[Opening Provided passage section]

[PR] [VL] Hoist per-partition constants out of ColumnarCachedBatchSerializer.serialize hot path [gluten]

via GitHub Thu, 28 May 2026 02:17:17 -0700


yaooqinn opened a new pull request, #12166:
URL: https://github.com/apache/gluten/pull/12166


   ## What changes were proposed in this pull request?
   
   In `ColumnarCachedBatchSerializer.convertInternalRowToCachedBatch`,
   three values that are constant for the lifetime of the per-partition
   `Iterator[CachedBatch]` were being re-evaluated on every `next()` call:
   
   1. `BackendsApiManager.getBackendName` -- invoked twice per batch
      (once for the JNI runtime context, once for `getNativeHandle`)
   2. `GlutenConfig.get.getConf(COLUMNAR_TABLE_CACHE_PARTITION_STATS_ENABLED)`
      -- `GlutenConfig.get` allocates a fresh `GlutenConfig(SQLConf.get)`
      on every call (`GlutenConfig.scala` L584-L586) plus a `SparkConf`
      hashmap lookup
   3. `ColumnarBatchSerializerJniWrapper.create(Runtimes.contextInstance(...))`
      -- JNI wrapper construction
   
   This PR hoists all three out of `next()` into the `mapPartitions` body,
   alongside the `structSchema` value that the same block already hoists
   for the identical many-small-batch GC-pressure reason. Only the
   per-batch `handle = ColumnarBatches.getNativeHandle(backendName, batch)`
   remains inside `next()`, since it genuinely depends on the batch.

[Closing Provided passage section]

(What is expected)
Carry the pull request description on hoisting per-partition constants out of the serializer's hot path forward from its last sentence.

[Opening The data section]

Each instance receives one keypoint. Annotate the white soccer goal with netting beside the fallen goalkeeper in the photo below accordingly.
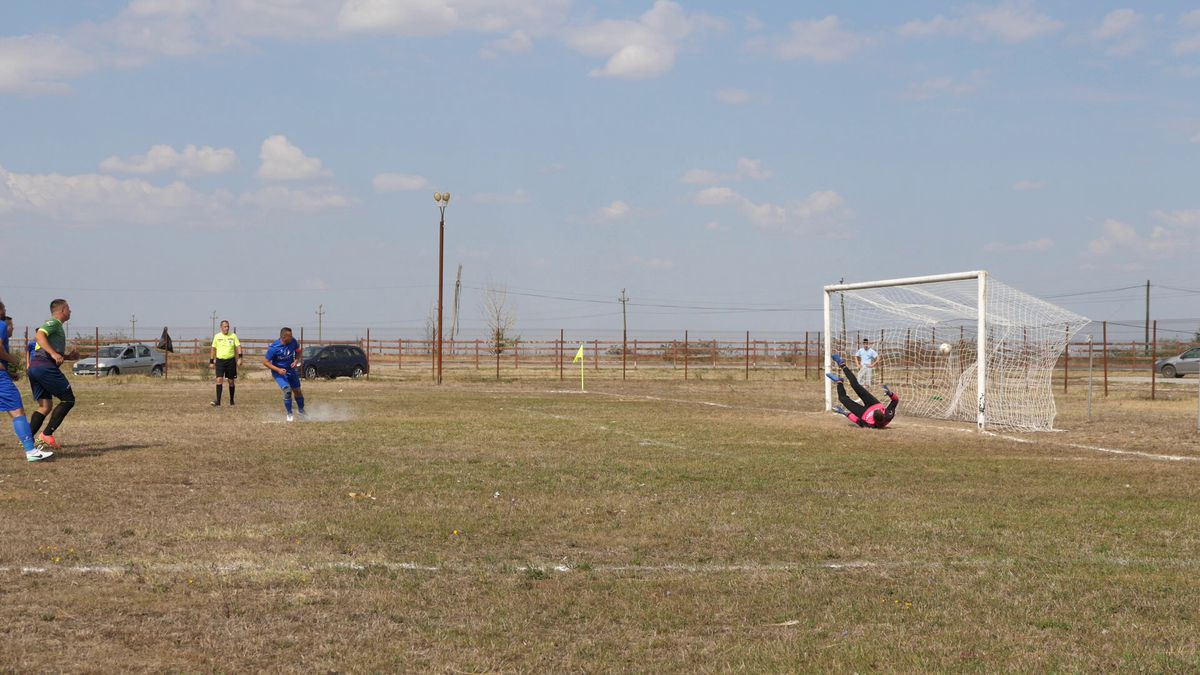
(955, 347)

[Closing The data section]

(Output of the exercise)
   
   ## Why are the changes needed?
   
   The block immediately preceding `new Iterator[CachedBatch]` already
   hoists `structSchema` with a comment explicitly citing many-small-batch
   GC pressure. The three values listed above belong in the same hoist --
   they are all partition-iterator-scoped constants whose per-batch
   re-evaluation produces zero behavioral signal but consumes allocator /
   JNI traffic on every batch.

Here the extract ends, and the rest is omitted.